> What the task requires
Answer these questions from the text on the Philips pension fund:
(a) What total return did the fund report for 2012?
(b) Which firm manages the indirect non-listed property investments?
(c) What minimum funding level did the board set before it would compensate for inflation?

START Selected excerpt

NETHERLANDS – The Philips pension fund's inflation-protection portfolio – comprising French inflation-linked bonds for the most part – returned 21% last year, according to its annual report.

The €15.2bn Philips Pensioenfonds, whose assets are managed by BlackRock, reported a total return of 12.9% for 2012 and saw its funding rise to the minimum required level of 104%.

The scheme's inflation-protection investments accounted for 13% of its €10.8bn liability-matching portfolio, aimed at financing 64% of the scheme's liabilities as well as 2% long-term inflation.

The 86% core-matching portfolio returned 12.6%, mainly due to the pension fund's "limited" investments in Spanish, Italian and Belgian government bonds, it said.

However, it also noted that, following the downgrading of Spain, it decided to cap its exposure to countries with low credit ratings to 7%.

The pension fund's €4.4bn return portfolio – meant to finance the remaining liabilities and indexation, and safeguard against financial shocks – generated 11.4%.

This was mainly due to returns on equity (15.5%), high-yield credit (15.6%) and emerging market bonds (13.3%).

Investments in property and commodities returned 2% and -1.1%, respectively, over the period.

Last year, the pension fund continued its divestment programme for in-house managed direct real estate holdings, in favour of indirect non-listed investments, managed by Aviva.

It increased its stake in property funds by €90m to €140m, almost one-quarter of the planned portfolio scale.

The Philips scheme attributed the 0.8% underperformance of the return portfolio to defensive positions in high-yield credit, as well as the spread of its emerging market paper.

The board said it delayed the planned increase its liability-matching holdings to 70%, "as this would come at the expense of the return portfolio and would decrease the options for indexation and recovery as a result".

It also decided to stick to its full currency hedge for investments in developed countries, while reducing its currency cover for emerging markets to 0%.

The pension fund reported asset management costs of 0.25%, and added that transaction costs were 0.09% and administration costs €140 per participant.

The scheme refrained from granting indexation, after its board decided it would only compensate for inflation if funding was at least 107%, equating to the minimum required financial buffers.

The pension fund has 14,670 active participants, 59,720 pensioners and 33,095 deferred members.

END Selected excerpt
START Input data

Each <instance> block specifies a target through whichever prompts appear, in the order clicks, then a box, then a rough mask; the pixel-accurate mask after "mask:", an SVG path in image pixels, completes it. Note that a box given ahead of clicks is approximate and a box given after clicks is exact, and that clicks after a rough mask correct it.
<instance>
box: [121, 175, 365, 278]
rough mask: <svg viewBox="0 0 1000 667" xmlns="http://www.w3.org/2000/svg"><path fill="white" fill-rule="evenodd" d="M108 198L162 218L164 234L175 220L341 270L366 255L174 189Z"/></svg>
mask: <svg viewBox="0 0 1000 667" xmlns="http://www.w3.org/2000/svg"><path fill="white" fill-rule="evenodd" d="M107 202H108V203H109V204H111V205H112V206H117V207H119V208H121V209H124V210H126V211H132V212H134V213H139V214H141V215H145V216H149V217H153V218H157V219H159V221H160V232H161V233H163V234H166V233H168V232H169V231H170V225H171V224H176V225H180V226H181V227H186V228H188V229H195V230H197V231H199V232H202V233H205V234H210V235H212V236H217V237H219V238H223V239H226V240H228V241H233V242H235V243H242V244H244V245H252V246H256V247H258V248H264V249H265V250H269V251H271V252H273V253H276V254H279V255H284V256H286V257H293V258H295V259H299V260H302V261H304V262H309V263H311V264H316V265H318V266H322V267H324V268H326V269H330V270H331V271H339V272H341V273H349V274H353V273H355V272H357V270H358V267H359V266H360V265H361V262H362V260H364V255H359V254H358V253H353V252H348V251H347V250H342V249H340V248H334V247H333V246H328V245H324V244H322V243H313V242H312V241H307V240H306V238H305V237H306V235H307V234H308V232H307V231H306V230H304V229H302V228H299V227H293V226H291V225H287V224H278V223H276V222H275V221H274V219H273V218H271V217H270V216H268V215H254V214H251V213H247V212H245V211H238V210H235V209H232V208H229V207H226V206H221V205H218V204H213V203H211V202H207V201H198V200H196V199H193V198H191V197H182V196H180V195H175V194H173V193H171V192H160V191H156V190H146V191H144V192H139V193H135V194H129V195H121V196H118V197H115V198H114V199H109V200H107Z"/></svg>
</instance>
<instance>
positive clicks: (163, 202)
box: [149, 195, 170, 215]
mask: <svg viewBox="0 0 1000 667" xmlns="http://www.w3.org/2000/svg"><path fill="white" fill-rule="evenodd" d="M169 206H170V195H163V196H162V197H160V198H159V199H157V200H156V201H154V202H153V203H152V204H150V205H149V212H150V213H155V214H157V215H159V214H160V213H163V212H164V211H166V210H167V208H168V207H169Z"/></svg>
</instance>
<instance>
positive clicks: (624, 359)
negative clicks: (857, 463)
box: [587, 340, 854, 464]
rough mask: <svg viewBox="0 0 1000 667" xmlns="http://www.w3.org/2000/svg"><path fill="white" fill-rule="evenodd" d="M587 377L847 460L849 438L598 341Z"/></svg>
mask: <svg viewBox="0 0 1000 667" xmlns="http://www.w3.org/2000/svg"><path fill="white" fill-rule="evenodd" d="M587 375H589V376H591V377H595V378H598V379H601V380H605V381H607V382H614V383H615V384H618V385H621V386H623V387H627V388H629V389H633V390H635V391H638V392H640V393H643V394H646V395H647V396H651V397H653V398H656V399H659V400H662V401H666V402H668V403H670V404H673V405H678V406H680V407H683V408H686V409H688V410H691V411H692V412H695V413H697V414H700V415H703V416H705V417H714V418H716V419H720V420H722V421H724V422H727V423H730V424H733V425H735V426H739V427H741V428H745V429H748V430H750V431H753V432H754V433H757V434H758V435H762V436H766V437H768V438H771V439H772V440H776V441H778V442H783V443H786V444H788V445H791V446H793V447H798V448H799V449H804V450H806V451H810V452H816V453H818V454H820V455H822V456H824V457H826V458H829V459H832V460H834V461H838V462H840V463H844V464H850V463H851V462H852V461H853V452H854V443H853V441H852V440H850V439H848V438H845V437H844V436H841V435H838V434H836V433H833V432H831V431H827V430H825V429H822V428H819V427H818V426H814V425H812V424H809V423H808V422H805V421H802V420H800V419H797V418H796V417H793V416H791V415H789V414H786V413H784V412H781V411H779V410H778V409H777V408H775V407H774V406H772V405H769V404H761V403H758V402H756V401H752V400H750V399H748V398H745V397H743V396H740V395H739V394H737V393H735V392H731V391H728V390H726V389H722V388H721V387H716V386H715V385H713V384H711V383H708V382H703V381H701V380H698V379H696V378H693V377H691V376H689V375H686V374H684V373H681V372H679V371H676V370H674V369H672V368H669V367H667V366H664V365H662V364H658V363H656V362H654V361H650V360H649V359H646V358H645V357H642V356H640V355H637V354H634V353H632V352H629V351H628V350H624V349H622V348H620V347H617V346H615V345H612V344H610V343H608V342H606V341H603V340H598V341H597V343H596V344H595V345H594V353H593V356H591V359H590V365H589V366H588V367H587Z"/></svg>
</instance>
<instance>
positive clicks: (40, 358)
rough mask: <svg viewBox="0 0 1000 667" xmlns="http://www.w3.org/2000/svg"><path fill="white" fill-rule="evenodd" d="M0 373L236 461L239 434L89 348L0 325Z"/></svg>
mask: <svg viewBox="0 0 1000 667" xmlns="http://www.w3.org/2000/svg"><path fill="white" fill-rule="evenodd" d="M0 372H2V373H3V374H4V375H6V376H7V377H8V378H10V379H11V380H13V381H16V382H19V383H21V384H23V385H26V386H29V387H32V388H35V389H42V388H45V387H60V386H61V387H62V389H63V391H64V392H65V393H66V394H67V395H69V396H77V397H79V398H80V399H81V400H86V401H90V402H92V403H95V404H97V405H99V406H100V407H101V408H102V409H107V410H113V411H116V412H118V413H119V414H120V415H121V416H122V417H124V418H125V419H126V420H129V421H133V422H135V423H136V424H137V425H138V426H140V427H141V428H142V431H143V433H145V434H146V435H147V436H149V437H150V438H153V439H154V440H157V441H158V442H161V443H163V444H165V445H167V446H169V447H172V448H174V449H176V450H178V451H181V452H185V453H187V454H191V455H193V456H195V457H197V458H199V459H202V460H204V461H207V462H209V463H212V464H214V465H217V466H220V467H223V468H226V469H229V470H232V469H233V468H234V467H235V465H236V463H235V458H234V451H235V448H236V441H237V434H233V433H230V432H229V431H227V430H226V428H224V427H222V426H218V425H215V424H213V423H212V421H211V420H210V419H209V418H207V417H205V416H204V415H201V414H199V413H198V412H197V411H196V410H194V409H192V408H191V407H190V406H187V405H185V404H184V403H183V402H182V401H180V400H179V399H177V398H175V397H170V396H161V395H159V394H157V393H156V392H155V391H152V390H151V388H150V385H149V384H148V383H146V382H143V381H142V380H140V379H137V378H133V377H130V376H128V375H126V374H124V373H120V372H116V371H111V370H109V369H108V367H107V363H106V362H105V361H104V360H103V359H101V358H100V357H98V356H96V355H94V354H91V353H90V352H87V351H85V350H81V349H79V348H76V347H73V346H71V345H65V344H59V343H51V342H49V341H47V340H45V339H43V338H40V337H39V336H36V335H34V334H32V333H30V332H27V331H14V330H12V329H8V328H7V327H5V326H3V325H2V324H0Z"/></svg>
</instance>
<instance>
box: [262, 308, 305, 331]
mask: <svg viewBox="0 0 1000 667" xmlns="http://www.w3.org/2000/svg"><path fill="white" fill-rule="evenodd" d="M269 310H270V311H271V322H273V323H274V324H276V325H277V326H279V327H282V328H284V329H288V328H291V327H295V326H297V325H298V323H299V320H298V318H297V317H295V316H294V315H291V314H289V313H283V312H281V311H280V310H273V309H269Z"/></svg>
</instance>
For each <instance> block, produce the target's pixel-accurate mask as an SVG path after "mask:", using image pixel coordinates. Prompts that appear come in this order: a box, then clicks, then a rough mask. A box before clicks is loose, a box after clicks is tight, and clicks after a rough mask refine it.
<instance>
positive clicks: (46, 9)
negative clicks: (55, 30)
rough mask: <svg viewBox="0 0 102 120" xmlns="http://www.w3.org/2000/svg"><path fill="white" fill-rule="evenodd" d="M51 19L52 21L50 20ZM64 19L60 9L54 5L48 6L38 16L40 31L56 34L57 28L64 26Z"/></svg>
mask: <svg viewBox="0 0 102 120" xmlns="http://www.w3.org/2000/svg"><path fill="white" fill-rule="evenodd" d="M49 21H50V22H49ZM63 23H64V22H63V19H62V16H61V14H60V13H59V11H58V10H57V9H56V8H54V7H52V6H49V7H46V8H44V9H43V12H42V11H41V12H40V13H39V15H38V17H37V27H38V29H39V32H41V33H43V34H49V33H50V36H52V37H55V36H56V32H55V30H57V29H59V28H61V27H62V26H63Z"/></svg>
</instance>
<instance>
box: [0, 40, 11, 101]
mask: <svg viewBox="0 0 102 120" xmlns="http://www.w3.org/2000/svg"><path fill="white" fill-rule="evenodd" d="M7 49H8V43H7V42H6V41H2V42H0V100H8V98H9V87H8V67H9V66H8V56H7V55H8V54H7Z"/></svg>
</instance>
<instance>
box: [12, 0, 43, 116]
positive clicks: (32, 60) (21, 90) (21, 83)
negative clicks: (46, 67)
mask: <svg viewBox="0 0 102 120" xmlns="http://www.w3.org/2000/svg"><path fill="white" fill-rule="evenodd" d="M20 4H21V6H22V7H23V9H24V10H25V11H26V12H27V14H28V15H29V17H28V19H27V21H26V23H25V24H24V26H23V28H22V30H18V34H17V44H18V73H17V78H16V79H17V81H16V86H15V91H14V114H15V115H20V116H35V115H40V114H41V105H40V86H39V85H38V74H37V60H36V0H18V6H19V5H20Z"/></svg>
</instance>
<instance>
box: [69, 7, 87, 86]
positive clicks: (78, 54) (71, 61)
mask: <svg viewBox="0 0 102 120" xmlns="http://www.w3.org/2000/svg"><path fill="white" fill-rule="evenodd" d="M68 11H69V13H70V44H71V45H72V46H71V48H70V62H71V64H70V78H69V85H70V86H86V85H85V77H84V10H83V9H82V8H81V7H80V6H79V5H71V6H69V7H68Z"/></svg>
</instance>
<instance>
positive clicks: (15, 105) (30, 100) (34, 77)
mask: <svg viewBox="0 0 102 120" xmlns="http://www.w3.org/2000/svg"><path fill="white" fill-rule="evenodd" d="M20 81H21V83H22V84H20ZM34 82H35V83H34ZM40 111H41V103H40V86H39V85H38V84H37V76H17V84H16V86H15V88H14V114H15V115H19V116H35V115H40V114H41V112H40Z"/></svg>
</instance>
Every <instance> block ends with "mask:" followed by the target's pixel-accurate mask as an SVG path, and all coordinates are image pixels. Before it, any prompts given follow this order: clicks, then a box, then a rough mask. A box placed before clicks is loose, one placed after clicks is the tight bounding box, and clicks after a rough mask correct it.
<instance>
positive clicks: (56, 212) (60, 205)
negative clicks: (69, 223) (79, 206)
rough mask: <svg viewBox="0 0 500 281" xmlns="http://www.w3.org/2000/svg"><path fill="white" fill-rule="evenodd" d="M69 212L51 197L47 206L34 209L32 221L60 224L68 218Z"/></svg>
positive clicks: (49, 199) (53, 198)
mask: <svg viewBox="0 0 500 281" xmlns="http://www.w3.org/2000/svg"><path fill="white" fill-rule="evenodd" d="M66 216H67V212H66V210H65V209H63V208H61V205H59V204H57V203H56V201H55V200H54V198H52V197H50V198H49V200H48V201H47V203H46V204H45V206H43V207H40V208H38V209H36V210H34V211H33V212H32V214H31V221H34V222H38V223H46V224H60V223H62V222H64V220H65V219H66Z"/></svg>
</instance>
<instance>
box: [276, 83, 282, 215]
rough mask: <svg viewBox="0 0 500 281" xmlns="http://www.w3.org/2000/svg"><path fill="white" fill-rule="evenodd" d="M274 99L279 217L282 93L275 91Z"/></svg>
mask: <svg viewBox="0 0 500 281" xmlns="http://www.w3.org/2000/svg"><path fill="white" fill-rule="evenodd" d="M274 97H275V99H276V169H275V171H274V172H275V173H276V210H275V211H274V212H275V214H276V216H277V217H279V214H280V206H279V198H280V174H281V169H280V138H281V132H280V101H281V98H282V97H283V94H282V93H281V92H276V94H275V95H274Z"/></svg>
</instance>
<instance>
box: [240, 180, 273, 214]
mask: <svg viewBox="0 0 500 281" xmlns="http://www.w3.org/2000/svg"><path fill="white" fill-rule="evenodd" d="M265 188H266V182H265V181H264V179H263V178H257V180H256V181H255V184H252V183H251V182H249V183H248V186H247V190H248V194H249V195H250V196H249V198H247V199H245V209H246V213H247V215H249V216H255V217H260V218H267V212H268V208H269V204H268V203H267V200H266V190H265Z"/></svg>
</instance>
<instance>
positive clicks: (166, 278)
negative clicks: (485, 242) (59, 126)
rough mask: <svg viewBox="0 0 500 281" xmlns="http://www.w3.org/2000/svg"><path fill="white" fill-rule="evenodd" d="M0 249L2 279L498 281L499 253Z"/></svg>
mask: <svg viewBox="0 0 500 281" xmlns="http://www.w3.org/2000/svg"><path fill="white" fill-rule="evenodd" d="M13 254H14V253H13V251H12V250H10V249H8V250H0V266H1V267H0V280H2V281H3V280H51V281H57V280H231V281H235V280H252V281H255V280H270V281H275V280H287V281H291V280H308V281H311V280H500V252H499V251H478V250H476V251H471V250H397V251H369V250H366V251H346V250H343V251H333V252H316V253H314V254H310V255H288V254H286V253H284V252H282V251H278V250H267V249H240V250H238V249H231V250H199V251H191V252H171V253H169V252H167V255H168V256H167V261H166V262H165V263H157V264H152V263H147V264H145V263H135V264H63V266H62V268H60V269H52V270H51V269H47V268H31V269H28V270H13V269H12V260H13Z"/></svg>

END Input data

> The completed task
(a) 12.9%
(b) Aviva
(c) At least 107%